------ MATERIAL PROVIDED
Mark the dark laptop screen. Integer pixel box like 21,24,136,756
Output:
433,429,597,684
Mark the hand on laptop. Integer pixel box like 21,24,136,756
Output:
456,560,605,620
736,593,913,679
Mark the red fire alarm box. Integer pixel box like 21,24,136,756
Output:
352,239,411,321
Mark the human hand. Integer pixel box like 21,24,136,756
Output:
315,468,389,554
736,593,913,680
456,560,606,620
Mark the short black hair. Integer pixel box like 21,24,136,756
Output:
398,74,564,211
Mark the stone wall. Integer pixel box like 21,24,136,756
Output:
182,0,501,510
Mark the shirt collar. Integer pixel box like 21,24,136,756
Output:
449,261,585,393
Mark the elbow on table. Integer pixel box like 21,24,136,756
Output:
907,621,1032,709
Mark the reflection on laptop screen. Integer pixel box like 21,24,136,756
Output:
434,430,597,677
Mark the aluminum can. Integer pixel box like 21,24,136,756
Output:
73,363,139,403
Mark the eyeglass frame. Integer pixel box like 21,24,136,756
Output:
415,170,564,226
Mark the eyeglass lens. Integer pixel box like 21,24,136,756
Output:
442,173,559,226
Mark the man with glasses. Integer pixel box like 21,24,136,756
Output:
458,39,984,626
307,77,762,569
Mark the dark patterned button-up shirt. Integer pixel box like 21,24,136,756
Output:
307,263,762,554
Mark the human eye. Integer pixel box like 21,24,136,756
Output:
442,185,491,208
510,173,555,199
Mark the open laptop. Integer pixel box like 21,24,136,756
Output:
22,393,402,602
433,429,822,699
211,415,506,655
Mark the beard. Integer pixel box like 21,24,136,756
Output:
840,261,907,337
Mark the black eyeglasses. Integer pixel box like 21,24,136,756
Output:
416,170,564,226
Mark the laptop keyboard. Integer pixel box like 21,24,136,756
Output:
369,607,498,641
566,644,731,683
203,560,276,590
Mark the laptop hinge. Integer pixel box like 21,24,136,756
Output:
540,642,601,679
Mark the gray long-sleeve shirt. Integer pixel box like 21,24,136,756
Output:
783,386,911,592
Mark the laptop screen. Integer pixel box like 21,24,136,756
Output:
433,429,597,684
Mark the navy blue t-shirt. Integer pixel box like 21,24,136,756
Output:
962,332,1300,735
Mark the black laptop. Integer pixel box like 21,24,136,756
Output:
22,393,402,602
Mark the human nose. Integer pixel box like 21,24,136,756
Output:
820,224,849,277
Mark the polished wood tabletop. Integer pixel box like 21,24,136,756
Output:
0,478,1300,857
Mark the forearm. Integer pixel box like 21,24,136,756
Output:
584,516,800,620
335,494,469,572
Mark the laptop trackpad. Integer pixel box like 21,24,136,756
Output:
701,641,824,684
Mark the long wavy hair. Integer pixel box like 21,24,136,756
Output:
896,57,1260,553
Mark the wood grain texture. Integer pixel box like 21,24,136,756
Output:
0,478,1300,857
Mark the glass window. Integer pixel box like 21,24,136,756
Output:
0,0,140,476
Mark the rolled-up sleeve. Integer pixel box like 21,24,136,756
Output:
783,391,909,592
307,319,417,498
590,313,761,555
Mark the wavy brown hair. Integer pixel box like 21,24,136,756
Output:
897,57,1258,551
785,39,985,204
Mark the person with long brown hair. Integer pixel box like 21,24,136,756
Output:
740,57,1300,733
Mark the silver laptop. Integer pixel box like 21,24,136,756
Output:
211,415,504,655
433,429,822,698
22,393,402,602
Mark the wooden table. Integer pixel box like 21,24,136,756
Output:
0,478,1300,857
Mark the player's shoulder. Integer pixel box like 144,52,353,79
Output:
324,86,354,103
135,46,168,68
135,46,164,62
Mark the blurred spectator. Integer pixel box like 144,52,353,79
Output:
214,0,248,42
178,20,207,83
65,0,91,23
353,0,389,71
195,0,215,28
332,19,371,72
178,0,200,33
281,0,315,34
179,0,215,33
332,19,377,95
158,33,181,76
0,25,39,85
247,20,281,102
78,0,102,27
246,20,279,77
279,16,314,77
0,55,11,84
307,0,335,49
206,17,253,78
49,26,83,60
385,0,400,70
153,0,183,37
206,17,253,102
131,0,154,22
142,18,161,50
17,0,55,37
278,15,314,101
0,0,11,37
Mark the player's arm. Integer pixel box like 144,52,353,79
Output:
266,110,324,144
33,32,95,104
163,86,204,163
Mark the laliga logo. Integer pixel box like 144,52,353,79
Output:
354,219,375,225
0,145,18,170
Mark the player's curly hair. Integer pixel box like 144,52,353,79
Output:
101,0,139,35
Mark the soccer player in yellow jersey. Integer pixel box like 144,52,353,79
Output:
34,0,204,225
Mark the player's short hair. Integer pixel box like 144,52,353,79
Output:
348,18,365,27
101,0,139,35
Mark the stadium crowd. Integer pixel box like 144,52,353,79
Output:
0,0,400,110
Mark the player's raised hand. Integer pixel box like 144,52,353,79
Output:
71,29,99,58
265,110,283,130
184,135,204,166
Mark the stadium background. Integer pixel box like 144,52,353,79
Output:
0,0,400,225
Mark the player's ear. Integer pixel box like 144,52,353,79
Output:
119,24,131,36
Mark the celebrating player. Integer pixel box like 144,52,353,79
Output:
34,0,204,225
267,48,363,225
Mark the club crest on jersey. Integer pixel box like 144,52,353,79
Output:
------------
WHAT TO WORK ON: Rewrite all the records above, swapping "Integer pixel box" for "Whole-number pixel box" wherever it occurs and leaving everything else unchanged.

FINISHED EXERCISE:
Mark the dark laptop screen. Whole-number pixel box like 21,24,136,756
Output:
433,429,597,684
Mark the hand on laptop. Whole-number pixel box like 21,24,136,756
Output:
456,560,605,620
736,593,913,679
Mark the red fire alarm box. Whole-number pixel box like 21,24,136,756
Output:
352,239,411,321
Mark the human hand. Whole-number pixel box like 21,24,136,756
Output:
315,468,389,554
736,593,913,680
456,560,606,620
Mark the short black hair. Whole-number pixel box like 21,24,136,756
Output:
398,74,564,211
Mark the stone wall. Whole-number pixel box like 21,24,136,756
Output:
182,0,501,510
Mark the shirt collar. Whole-number pixel box like 21,24,136,756
Output:
449,261,585,393
Mark the elbow on table. Whole-number pixel box like 21,24,136,756
Output:
907,621,1032,709
Mark the reflection on laptop screen. Whole-number pixel box like 21,24,136,756
Output:
434,430,597,677
Mark the aluminum can. Whole-number pixel box like 21,24,136,756
Output:
73,363,139,403
Mark the eyeglass frame. Whole-number pixel box like 21,24,136,756
Output:
415,170,564,226
Mark the eyeglass lens. Whole-number pixel box like 21,24,136,756
Output:
442,173,559,226
Mark the man with glasses. Whole-number pixel box like 21,24,136,756
Output:
458,39,984,626
307,77,762,569
Mark the dark patterned button-up shirt. Whole-number pixel box like 21,24,136,756
Output:
307,263,762,554
Mark the human eye. Whole-number pixel box like 21,24,136,756
Output:
442,185,491,208
510,173,555,199
Mark the open laptop. Whole-number pixel box like 21,24,136,756
Output:
22,393,402,602
433,429,822,699
211,415,506,655
Mark the beard. Whole-number pixel box like 21,24,136,756
Output:
840,261,907,337
Mark the black eyeglasses. Whole-number pixel box like 21,24,136,756
Output:
416,170,564,226
Mark the laptop keyboard. Whole-number pixel box like 21,24,136,756
Output:
369,607,498,641
566,644,731,683
203,560,276,590
Mark the laptop hinge. Whole-number pixel box like 21,24,136,756
Output:
540,642,601,679
Mark the gray long-sleeve shirt. Whole-number pixel box like 21,24,136,756
Output:
783,386,911,592
Mark the laptop screen. Whole-number pixel box like 21,24,136,756
Output:
433,429,597,684
Mark the navy blue t-shirt. Whole-number pixel box like 21,24,136,756
Output:
962,332,1300,735
Mark the black laptop. Whole-number pixel box like 21,24,136,756
Output:
22,393,402,602
Mark the human nose. Whole-number pixel box like 21,24,136,756
Output:
820,224,849,277
Mark the polished wood tabletop. Whole-number pixel box like 21,24,136,756
Output:
0,478,1300,857
Mark the forearm. Whole-number pixel box like 21,24,136,756
Output:
584,516,800,620
335,494,469,572
Mark the laptop trackpad. Whole-number pixel box like 21,24,136,756
Output:
701,641,824,684
Mark the long wavy hair. Whole-number pixel box like 21,24,136,756
Output:
896,57,1260,553
Mark the wood grain texture. Whole-number pixel box like 21,24,136,756
Output:
0,478,1300,857
Mark the glass window. Whole-number pixel box like 21,24,136,756
Output:
0,0,140,476
Mark the rolled-up sleeve. Whole-number pixel box like 21,24,136,756
Output:
783,391,909,592
307,319,417,498
590,313,761,555
Mark the wavy brown hair. Whole-number pixel box like 21,24,136,756
Output:
897,57,1258,551
785,39,985,204
Mark the person with long brown hair. Whole-number pixel box like 21,24,136,756
Output:
740,57,1300,733
Mark the silver laptop. Whole-number pixel box like 21,24,136,756
Output:
211,415,504,655
433,429,822,698
22,393,402,602
Mark the wooden table. Whole-number pixel box like 21,24,136,756
Output:
0,478,1300,857
Mark the player's shoulder. Whole-number pixel box like 144,52,353,79
Output:
324,86,354,103
135,46,168,68
135,46,164,62
Mark the blurred spectator. Whole-number pixel box like 144,52,353,79
Output:
214,0,248,42
178,20,207,83
65,0,91,23
353,0,389,71
195,0,215,28
332,19,371,72
178,0,200,33
281,0,315,34
179,0,215,33
332,19,377,95
158,33,181,76
0,25,39,85
247,20,281,102
78,0,102,27
246,20,279,77
279,16,314,77
0,55,11,84
307,0,335,49
206,17,253,78
49,26,83,60
385,0,400,70
153,0,183,37
206,17,253,102
131,0,154,22
142,18,161,50
17,0,55,37
278,15,314,101
0,0,11,37
Mark the player's arm. Whole-number pixel box like 144,52,353,79
Output:
266,110,324,144
33,32,95,104
163,86,204,163
Mark the laliga logo. Whole-number pixel box like 144,52,353,79
Output:
354,219,375,225
0,145,18,170
Mark the player's curly hair. Whole-number pixel box like 144,52,353,79
Output:
101,0,139,35
Mark the soccer player in yellow jersey. Whole-number pixel box like 144,52,353,79
Output:
34,0,204,225
Mark the player's short hair. Whole-number pixel box like 144,52,353,79
Output:
348,18,365,27
101,0,139,35
Mark the stadium crowd. Whole-number pixel box like 144,52,353,79
Output:
0,0,400,110
Mark the player's raised hand. Whole-number pixel box like 144,52,353,79
Output:
71,29,99,58
265,110,283,130
184,135,204,166
Mark the stadium background. Whole-number pixel box like 144,52,353,79
Output:
0,0,400,225
Mark the player's ear. Whole-number pixel box like 144,52,353,79
Output:
119,24,131,36
Mark the celebrating player. Whole-number pixel box like 144,52,353,79
Output:
34,0,204,225
267,48,363,225
Mark the club crest on jersey. Whole-number pixel box like 144,52,353,79
Output:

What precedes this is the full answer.